• What to work on
1. According to the biography of Afef Fekih, in what year was she promoted to full professor?
2. Pick up the biography of Afef Fekih after its last line and carry it further.

Text provided below:

= Afef Fekih =

Tunisian-American control theorist

Afef Fekih is a Tunisian-American electrical engineer specializing in control theory, with applications including wind energy, unmanned aerial vehicles, and active suspensions. She is a professor in the Department of Electrical and Computer Engineering at the University of Louisiana at Lafayette, where she directs the Advanced Control Systems Laboratory.

==Education and career==
Fekih was a student at the National Engineering School of Tunis, where she received a bachelor's degree in 1995, master's degree in 1998, and Ph.D. in 2002.

After work as an assistant professor at the Higher Institute of Medical Technologies of Tunis, she became an adjunct professor and then visiting professor at the University of Louisiana at Lafayette in 2003 and 2004, and a regular-rank assistant professor in 2005. She was promoted to full professor in 2016, and holds the Harold Callais/BORSF Endowed Professorship in Electrical and Computer Engineering and the O'Krepki/BORSF Professorship in Telecommunications.

===Professional activities===

- Elected member, Board of Governors, IEEE Control Systems Society, 2025-2027.

End of Text provided.
Data extracts below:

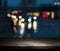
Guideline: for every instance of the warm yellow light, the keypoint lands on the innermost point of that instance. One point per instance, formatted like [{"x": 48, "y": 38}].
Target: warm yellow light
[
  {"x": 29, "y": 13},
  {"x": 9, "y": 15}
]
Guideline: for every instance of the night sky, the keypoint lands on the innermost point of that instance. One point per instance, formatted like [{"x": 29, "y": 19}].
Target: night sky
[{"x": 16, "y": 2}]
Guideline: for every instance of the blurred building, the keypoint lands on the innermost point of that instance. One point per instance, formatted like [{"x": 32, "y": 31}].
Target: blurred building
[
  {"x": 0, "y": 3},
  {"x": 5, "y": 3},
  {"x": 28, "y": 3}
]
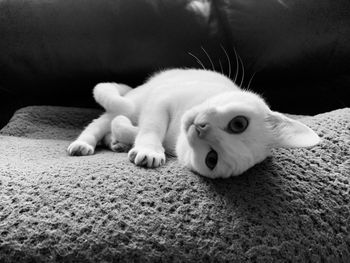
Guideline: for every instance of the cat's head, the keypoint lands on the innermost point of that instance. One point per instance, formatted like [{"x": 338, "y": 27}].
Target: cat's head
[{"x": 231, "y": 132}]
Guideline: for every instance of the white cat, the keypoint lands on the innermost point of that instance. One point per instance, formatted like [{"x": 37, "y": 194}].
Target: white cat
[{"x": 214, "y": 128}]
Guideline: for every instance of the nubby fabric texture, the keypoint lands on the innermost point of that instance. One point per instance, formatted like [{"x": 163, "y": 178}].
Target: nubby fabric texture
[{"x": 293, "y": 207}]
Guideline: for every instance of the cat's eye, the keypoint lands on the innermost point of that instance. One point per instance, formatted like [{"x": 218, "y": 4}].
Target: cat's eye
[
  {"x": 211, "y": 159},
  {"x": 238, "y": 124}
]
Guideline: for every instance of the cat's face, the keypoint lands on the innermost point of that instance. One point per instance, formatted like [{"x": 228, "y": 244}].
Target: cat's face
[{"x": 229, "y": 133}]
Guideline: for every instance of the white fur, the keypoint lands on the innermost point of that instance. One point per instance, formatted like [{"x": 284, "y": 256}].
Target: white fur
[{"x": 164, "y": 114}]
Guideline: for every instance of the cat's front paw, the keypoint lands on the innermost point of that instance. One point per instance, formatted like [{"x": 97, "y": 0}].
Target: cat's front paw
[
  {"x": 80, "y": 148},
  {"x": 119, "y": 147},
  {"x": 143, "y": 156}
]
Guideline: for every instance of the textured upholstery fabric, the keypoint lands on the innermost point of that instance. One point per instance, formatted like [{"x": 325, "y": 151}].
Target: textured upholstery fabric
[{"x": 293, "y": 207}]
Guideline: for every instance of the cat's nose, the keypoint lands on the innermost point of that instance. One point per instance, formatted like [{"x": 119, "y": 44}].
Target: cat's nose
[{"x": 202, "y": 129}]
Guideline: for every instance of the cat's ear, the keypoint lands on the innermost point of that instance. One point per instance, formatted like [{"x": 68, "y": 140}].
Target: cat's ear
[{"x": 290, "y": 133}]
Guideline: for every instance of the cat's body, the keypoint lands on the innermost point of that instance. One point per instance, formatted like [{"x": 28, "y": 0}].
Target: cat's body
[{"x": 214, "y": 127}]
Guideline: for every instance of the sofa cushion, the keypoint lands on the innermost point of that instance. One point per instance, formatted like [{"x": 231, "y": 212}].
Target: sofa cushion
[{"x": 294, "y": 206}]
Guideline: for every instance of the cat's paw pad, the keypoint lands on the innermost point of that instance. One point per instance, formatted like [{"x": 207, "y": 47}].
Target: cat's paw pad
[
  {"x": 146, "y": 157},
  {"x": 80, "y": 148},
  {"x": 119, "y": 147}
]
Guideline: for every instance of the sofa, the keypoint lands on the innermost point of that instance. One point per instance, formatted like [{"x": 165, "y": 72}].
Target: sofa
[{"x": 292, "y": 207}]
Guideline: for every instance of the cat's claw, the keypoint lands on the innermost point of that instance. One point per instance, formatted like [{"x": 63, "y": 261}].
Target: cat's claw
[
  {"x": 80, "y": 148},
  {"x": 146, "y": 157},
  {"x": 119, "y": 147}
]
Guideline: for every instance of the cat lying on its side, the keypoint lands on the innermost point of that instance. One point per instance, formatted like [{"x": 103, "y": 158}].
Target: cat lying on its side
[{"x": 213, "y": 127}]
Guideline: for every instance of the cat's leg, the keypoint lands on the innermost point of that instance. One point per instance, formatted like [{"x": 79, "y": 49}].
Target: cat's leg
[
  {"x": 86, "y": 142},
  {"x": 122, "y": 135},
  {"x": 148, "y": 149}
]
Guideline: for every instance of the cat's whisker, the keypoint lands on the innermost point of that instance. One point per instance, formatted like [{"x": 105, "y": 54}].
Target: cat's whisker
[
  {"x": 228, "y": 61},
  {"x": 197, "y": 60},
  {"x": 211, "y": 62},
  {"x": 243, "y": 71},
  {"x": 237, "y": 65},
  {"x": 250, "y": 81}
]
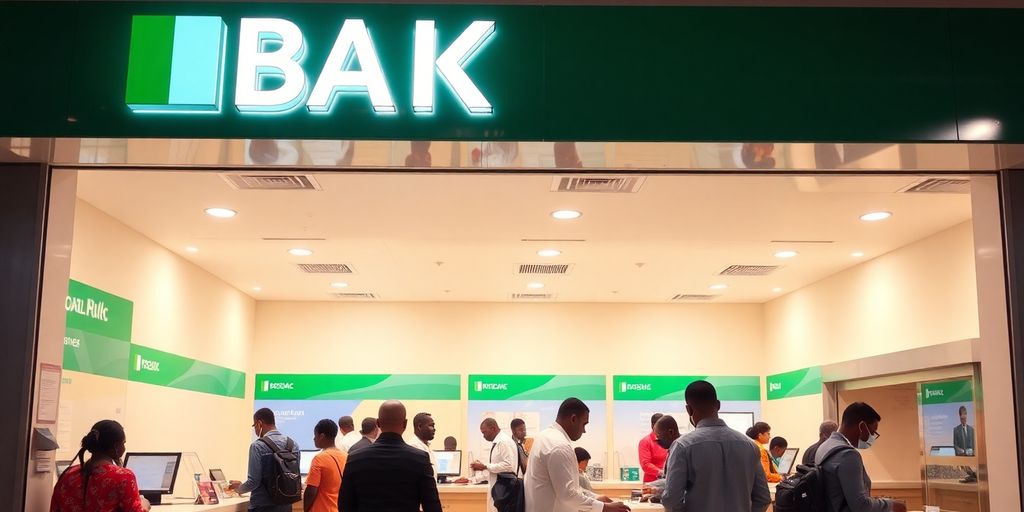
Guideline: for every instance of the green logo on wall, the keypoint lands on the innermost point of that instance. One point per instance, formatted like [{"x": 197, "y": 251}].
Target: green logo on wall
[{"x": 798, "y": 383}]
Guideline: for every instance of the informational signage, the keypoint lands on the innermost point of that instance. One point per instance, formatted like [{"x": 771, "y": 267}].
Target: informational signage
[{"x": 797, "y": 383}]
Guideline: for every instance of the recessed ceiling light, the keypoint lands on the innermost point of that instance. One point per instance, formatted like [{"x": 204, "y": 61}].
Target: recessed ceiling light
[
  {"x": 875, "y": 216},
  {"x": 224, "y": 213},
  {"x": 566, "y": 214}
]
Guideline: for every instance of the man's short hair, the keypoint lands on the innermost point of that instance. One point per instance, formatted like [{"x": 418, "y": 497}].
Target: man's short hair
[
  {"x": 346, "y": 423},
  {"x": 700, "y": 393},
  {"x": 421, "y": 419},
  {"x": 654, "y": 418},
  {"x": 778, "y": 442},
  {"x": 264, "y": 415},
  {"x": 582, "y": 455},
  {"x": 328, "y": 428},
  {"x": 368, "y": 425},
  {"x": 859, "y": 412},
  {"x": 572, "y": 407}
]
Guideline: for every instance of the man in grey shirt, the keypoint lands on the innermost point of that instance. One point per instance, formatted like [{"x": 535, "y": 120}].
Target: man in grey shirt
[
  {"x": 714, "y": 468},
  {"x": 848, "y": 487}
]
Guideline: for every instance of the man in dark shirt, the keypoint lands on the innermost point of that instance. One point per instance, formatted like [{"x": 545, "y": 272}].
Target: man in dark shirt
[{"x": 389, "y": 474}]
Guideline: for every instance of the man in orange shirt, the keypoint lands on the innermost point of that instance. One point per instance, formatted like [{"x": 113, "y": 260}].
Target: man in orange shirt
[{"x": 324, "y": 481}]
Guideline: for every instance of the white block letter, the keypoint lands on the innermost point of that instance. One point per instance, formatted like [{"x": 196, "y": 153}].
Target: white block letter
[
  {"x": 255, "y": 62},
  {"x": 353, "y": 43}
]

End of Data extracts.
Data extracts below:

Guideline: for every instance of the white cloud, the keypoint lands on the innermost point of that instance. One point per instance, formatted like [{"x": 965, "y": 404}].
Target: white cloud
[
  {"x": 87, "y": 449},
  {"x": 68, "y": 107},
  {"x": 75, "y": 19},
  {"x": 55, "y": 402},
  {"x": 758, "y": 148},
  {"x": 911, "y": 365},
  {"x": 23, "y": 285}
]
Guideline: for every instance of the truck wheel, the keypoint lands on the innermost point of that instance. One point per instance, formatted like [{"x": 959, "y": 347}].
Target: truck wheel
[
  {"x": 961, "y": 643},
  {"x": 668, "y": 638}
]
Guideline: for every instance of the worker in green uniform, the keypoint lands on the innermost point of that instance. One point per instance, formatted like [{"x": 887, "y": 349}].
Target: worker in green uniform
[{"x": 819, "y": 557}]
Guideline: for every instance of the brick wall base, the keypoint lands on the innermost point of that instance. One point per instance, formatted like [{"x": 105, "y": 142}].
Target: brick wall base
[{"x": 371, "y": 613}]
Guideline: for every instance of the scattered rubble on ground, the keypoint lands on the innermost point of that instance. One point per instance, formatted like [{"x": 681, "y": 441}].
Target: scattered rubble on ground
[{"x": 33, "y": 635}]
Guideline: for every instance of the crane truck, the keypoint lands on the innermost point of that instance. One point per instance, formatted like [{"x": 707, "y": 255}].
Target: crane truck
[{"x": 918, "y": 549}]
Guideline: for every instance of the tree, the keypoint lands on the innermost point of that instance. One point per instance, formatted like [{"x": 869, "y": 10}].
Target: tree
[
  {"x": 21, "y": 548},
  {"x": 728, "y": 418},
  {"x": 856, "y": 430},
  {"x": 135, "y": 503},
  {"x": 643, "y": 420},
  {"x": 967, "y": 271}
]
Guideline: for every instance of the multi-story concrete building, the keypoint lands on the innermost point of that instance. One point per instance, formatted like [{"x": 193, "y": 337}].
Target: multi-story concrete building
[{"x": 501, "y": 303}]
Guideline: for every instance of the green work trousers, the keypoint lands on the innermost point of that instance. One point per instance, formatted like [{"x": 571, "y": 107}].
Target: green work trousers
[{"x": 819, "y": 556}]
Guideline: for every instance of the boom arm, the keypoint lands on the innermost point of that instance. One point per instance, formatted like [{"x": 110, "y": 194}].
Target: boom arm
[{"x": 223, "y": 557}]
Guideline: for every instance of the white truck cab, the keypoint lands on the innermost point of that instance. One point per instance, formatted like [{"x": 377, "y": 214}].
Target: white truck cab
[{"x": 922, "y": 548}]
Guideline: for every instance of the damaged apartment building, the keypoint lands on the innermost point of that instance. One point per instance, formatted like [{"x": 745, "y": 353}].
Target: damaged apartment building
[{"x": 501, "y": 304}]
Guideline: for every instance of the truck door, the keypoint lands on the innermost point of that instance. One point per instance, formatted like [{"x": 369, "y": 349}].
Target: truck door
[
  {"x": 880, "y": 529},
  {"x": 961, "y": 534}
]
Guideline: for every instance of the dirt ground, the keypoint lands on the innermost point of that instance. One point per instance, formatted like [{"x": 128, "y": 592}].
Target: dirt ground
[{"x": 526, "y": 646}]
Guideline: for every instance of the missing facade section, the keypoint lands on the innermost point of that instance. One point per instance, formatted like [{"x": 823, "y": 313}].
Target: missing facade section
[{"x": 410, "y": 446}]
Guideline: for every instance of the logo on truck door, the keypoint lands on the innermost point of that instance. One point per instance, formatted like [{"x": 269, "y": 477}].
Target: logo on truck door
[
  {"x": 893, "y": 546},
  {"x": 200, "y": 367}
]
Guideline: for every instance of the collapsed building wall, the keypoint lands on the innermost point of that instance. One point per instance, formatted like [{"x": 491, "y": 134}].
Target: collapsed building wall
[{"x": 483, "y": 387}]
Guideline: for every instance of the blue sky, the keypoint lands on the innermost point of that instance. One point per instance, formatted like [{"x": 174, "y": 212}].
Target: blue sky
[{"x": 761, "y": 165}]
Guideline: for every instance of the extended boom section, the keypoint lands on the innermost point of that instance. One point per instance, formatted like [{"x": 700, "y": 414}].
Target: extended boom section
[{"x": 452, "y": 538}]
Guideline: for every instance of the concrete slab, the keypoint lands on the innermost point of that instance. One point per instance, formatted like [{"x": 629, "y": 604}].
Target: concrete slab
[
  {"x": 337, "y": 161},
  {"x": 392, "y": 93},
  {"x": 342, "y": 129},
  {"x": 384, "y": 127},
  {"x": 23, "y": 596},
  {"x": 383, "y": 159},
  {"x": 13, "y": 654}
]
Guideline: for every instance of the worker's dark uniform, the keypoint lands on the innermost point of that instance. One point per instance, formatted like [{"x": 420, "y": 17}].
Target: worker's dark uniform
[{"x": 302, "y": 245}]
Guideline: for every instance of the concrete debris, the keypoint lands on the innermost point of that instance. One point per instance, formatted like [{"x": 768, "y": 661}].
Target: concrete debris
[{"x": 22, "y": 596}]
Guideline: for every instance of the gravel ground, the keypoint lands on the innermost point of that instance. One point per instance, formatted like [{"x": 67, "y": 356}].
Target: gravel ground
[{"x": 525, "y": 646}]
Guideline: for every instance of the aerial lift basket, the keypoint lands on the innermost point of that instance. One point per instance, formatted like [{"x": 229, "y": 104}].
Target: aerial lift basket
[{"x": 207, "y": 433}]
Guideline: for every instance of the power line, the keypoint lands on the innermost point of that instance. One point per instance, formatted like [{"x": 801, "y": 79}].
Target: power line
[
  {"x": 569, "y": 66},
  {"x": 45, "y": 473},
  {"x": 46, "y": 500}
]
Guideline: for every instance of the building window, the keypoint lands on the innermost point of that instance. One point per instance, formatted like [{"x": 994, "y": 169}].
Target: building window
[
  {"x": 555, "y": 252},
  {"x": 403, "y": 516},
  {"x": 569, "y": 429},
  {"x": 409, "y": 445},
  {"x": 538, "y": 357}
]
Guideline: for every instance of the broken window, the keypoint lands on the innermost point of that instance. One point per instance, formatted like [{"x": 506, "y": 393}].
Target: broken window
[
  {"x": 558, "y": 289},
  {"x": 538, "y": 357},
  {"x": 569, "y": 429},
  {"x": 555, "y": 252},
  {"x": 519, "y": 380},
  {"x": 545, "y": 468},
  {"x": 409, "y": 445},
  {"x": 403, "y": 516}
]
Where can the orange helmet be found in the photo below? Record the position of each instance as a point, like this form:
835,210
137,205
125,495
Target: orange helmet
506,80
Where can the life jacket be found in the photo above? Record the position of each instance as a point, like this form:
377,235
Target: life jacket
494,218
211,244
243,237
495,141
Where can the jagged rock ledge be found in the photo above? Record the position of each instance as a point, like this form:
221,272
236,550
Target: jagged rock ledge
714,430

End of Data extracts.
Data extracts below:

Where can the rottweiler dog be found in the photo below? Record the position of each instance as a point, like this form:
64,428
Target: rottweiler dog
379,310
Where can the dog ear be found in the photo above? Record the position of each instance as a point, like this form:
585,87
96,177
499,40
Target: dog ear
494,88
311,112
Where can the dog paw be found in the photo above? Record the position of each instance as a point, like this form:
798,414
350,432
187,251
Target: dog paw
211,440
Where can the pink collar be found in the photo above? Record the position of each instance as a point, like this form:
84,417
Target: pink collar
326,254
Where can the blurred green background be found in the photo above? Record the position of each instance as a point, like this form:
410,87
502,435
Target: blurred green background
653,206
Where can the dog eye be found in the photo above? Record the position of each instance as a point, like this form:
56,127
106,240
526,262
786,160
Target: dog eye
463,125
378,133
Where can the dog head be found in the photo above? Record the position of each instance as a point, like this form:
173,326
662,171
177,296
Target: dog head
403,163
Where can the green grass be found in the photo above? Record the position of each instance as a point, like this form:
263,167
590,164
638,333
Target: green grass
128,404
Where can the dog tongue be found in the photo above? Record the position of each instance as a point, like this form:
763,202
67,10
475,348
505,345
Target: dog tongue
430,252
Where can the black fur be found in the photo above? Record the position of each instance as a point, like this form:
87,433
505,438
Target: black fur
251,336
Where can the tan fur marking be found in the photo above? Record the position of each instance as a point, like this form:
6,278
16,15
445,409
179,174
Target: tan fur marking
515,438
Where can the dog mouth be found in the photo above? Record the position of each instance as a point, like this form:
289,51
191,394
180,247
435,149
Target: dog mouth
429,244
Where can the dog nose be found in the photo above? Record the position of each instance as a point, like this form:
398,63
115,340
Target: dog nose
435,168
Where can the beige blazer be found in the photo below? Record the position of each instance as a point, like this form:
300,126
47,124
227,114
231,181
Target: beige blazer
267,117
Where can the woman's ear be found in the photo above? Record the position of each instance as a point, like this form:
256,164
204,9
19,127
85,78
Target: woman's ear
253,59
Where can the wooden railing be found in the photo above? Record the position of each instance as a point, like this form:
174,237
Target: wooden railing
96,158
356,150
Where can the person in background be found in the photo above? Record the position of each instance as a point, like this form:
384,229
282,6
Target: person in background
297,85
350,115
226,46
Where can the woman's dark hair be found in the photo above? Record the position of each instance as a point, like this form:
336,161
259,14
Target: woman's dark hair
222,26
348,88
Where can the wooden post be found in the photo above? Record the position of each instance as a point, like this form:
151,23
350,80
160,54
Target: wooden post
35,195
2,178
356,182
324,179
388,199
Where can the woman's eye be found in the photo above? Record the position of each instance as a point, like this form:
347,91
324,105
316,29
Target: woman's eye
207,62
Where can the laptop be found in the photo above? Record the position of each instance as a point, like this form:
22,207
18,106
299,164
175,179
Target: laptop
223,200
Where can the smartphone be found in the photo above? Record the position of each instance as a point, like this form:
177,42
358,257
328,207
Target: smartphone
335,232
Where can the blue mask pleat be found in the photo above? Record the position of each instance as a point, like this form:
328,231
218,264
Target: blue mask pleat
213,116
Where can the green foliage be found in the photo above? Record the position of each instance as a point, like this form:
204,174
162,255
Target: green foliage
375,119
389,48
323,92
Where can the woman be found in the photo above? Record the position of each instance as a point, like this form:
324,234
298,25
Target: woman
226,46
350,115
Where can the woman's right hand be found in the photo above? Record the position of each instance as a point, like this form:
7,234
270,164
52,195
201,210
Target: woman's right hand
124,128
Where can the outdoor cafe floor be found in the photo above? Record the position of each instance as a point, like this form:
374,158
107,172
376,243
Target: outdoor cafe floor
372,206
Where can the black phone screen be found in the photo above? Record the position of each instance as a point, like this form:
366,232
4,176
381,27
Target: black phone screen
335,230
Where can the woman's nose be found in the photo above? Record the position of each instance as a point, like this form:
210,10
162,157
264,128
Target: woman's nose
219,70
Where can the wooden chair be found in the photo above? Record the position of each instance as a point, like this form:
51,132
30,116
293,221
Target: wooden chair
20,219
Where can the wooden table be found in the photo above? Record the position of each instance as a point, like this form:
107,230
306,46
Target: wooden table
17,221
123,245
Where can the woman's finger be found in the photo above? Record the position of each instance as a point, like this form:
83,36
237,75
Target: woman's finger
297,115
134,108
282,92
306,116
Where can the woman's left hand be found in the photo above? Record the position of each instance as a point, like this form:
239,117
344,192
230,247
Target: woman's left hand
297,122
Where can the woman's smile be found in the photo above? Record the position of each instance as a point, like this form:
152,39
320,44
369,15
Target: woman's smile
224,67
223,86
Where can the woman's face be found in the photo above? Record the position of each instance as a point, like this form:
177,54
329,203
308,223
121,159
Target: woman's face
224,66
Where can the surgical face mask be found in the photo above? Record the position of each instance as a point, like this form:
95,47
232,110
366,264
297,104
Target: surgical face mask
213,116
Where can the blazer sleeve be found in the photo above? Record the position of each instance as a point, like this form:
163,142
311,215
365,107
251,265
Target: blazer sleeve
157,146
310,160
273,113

End of Data extracts.

• Responses to the tasks
1. 2016

2.
- Appointed member, Board of Governors, IEEE Control Systems Society, 2023-2024.

- Associate editor, IEEE Transactions on Control Systems Technology, 2025 – now.
- Associate editor, ISA Transactions, 2024 – now.

- Associate editor, ASME Journal of Dynamic Systems, Measurement and Control, 2024 – now.

==Recognition==
Fekih received the University of Louisiana at Lafayette's Distinguished Professor Award in 2022. She was a 2025 recipient of the IEEE Control Systems Society Distinguished Member Award, given "for significant technical contributions in the area of fault tolerant control and outstanding service to the Control Systems Society". Fekih has experience editing and reviewing multiple journals and conferences. She has been a part of the publishing of more than 200 international journals, chapters, and conference papers.